The attached patch implements new semaphore and shared memory
mechanisms for POSIX systems.

Semaphores are implemented using unnamed pipes.  A semaphore is
incremented by writing a single character to the pipe, and decremented
by reading a single character.  The only semaphore operation we can't
reliably simulate in this manner is sem_getvalue(), but PostgreSQL
doesn't use it.

Shared memory is implemented using file-less (swap-backed) mmap(),
either with MAP_ANON on systems which support it, or with /dev/zero
(SysV-style).  Note that I've only tested this on systems which
support MAP_ANON, so there may be bugs in the /dev/zero code.

One system which will definitely benefit from this is FreeBSD.
FreeBSD has both SysV and POSIX semaphores and shared memory, but
unnamed POSIX semaphores can't be shared between processes, and POSIX
shared memory is implemented using plain files, so the POSIX
primitives can't be used.  The SysV primitives use a global namespace,
which causes problems when multiple PostgreSQL instances run in
separate jails (they can't run on the same port, and a compromised
postmaster in one jail can be used to crash postmasters in other
jails)

The patch was developed and tested on FreeBSD 6, and has also been
tested cursorily on SuSE Linux 9.2.  It passes 'make check', and osdb
(for what it's worth) shows no difference in performance between
patched and unpatched postmasters built from the same source.

Remember to run autoconf and configure before testing, as the patch
modifies configure.in and the FreeBSD and Linux templates.

DES
-- 
Dag-Erling Smørgrav - [EMAIL PROTECTED]

Index: configure.in
===================================================================
RCS file: /home/pqcvs/pgsql/configure.in,v
retrieving revision 1.409
diff -u -u -r1.409 configure.in
--- configure.in	5 May 2005 19:15:54 -0000	1.409
+++ configure.in	6 May 2005 12:03:26 -0000
@@ -1240,20 +1240,26 @@
 if test x"$USE_NAMED_POSIX_SEMAPHORES" = x"1" ; then
   AC_DEFINE(USE_NAMED_POSIX_SEMAPHORES, 1, [Define to select named POSIX semaphores.])
   SEMA_IMPLEMENTATION="src/backend/port/posix_sema.c"
+elif test x"$USE_UNNAMED_POSIX_SEMAPHORES" = x"1" ; then
+  AC_DEFINE(USE_UNNAMED_POSIX_SEMAPHORES, 1, [Define to select unnamed POSIX semaphores.])
+  SEMA_IMPLEMENTATION="src/backend/port/posix_sema.c"
+elif test x"$USE_PIPE_SEMAPHORES" = x"1" ; then
+  AC_DEFINE(USE_PIPE_SEMAPHORES, 1, [Define to select pipe()-based semaphores.])
+  SEMA_IMPLEMENTATION="src/backend/port/pipe_sema.c"

**Complete the following:**
**A)** According to the patch post, what is used to implement semaphores?
**B)** Copy the stretch of the patch post from "Index: configure.in" through "select named POSIX semaphores.])", swapping "retrieving revision" for "fetching revision".
Draw your answers from the patch post alone.

**Raw data:**

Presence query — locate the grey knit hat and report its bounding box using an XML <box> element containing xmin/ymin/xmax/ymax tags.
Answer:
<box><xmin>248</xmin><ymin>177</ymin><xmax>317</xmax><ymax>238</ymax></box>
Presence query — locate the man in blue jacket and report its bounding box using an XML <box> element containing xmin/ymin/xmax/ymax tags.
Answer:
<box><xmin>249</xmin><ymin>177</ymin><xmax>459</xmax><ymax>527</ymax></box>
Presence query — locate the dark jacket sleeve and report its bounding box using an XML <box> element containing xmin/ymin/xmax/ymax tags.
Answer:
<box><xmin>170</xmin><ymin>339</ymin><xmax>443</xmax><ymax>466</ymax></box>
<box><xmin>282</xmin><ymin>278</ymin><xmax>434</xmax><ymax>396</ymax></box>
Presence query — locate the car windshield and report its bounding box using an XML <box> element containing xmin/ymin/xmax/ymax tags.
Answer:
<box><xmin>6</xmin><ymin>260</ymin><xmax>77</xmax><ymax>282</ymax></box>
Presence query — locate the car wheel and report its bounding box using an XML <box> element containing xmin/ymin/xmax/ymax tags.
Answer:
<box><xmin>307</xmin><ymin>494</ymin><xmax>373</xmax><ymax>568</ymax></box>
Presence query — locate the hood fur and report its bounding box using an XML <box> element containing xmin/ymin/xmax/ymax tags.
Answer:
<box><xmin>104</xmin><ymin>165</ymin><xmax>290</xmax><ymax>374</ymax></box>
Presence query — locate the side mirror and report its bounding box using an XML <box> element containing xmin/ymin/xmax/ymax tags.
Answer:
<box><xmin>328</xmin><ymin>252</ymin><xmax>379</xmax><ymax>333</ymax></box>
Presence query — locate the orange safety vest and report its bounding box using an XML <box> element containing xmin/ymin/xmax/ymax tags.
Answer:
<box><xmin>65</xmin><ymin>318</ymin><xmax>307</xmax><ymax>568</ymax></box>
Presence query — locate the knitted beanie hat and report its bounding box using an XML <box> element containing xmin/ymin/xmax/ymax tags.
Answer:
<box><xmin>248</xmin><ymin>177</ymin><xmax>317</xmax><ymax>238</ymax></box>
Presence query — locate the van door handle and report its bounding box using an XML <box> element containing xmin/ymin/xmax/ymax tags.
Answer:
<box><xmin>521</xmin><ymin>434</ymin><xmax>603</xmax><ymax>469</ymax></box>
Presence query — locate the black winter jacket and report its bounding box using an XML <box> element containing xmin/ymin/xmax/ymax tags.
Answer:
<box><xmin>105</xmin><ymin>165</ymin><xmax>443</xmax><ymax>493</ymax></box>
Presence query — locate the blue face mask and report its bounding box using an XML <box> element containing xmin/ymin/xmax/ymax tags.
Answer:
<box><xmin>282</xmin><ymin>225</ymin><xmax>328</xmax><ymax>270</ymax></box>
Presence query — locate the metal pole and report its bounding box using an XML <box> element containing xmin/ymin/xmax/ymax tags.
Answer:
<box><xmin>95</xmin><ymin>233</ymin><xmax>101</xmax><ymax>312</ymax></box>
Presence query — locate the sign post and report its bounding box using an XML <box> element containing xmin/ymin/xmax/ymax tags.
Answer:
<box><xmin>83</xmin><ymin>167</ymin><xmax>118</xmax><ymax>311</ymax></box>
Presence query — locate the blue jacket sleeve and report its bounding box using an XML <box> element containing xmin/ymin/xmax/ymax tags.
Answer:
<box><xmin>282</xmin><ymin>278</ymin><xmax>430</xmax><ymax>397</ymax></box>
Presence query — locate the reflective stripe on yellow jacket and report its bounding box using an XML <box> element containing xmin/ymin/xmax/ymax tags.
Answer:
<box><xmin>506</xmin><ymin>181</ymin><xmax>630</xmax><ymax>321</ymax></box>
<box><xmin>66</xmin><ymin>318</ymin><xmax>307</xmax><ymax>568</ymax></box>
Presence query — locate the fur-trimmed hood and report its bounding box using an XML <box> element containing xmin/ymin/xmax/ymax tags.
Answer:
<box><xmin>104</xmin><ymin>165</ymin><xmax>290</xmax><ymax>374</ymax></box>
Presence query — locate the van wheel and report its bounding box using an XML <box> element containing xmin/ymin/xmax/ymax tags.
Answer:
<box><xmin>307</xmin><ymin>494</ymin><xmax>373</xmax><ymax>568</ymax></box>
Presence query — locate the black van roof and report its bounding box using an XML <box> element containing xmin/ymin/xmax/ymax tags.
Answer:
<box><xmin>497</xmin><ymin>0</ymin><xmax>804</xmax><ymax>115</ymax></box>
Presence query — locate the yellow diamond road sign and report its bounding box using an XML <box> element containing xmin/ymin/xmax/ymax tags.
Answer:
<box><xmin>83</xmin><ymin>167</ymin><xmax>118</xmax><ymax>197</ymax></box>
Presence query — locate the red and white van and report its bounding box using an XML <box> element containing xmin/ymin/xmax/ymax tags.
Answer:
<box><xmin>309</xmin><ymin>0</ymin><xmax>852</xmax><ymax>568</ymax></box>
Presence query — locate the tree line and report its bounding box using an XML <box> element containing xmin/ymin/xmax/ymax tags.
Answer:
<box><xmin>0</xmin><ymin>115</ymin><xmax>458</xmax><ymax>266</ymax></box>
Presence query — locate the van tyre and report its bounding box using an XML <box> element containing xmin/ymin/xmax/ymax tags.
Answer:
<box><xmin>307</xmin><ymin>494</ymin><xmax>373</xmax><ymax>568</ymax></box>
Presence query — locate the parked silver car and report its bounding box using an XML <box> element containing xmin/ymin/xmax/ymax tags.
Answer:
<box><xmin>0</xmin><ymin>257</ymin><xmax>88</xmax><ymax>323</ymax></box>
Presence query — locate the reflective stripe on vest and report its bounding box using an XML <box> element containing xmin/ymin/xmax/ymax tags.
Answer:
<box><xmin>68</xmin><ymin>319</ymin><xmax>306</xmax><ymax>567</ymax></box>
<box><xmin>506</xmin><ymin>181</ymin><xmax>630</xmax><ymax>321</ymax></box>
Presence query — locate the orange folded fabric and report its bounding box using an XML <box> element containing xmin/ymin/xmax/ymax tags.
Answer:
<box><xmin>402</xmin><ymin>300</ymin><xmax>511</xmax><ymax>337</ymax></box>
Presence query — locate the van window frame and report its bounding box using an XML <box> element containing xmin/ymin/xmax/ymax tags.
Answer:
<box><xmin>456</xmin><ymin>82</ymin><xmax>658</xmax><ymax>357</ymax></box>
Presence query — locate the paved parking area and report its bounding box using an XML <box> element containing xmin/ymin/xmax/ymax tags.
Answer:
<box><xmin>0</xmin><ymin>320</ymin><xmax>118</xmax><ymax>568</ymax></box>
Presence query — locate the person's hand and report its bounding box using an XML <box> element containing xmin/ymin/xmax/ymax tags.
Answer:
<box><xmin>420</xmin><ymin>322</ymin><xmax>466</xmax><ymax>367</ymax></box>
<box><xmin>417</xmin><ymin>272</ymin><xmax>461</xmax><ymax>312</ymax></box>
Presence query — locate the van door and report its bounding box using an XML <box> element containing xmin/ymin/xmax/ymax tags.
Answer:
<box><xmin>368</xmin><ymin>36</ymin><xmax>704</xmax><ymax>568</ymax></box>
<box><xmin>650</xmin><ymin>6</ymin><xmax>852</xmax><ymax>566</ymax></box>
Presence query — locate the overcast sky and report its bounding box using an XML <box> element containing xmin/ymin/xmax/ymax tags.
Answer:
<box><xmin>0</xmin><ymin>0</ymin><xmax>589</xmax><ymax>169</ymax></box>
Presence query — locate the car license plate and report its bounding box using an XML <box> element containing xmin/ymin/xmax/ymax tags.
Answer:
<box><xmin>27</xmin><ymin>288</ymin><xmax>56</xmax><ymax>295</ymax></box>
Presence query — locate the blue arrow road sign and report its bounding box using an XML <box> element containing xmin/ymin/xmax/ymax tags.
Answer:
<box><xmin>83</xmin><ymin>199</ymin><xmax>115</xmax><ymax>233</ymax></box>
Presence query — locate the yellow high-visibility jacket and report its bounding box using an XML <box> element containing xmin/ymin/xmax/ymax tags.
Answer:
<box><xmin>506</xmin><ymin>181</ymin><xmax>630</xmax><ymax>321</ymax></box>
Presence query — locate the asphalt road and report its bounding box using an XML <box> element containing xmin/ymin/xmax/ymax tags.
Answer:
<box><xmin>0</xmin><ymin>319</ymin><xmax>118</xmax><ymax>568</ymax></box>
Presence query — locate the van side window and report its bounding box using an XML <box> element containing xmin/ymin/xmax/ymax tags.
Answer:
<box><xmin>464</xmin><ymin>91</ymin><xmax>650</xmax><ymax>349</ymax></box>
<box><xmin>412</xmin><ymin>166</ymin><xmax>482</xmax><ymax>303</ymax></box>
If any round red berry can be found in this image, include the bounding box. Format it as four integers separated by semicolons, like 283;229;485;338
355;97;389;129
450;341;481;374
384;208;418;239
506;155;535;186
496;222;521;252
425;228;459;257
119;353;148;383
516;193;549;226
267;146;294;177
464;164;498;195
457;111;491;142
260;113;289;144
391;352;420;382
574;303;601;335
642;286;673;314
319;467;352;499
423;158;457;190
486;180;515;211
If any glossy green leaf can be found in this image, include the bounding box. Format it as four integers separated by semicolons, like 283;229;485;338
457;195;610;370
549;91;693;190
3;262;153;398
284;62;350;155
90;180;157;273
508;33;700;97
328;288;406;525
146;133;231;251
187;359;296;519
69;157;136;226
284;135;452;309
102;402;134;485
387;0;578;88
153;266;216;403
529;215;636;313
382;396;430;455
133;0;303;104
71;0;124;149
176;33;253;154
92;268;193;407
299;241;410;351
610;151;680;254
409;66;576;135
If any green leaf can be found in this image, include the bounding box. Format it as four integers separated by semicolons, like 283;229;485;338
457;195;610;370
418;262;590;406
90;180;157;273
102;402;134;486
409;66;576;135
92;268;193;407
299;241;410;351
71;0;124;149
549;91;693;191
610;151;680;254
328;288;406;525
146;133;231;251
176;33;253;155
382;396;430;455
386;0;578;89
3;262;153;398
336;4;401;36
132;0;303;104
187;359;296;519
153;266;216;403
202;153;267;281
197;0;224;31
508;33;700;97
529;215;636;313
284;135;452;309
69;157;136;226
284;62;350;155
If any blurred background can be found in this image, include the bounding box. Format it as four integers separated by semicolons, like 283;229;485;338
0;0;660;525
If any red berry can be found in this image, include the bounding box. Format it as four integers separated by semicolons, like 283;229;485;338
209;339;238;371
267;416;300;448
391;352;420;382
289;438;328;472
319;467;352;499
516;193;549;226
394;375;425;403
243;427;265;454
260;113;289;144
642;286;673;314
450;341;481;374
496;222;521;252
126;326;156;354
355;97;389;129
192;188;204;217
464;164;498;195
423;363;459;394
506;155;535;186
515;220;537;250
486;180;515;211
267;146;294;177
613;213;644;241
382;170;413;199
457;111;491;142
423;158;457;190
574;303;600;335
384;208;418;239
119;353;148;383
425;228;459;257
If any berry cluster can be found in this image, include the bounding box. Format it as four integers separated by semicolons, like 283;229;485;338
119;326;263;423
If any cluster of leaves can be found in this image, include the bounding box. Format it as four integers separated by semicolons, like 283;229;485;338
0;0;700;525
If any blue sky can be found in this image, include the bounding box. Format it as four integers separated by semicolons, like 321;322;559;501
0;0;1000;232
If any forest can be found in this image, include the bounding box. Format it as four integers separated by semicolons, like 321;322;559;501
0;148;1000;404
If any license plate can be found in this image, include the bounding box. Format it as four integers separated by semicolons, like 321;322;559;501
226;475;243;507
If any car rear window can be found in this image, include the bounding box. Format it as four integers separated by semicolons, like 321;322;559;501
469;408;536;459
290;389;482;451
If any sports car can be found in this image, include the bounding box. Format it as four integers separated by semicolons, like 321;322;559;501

**Responses for each task:**
**A)** Unnamed pipes.

**B)**
Index: configure.in
===================================================================
RCS file: /home/pqcvs/pgsql/configure.in,v
fetching revision 1.409
diff -u -u -r1.409 configure.in
--- configure.in	5 May 2005 19:15:54 -0000	1.409
+++ configure.in	6 May 2005 12:03:26 -0000
@@ -1240,20 +1240,26 @@
 if test x"$USE_NAMED_POSIX_SEMAPHORES" = x"1" ; then
   AC_DEFINE(USE_NAMED_POSIX_SEMAPHORES, 1, [Define to select named POSIX semaphores.])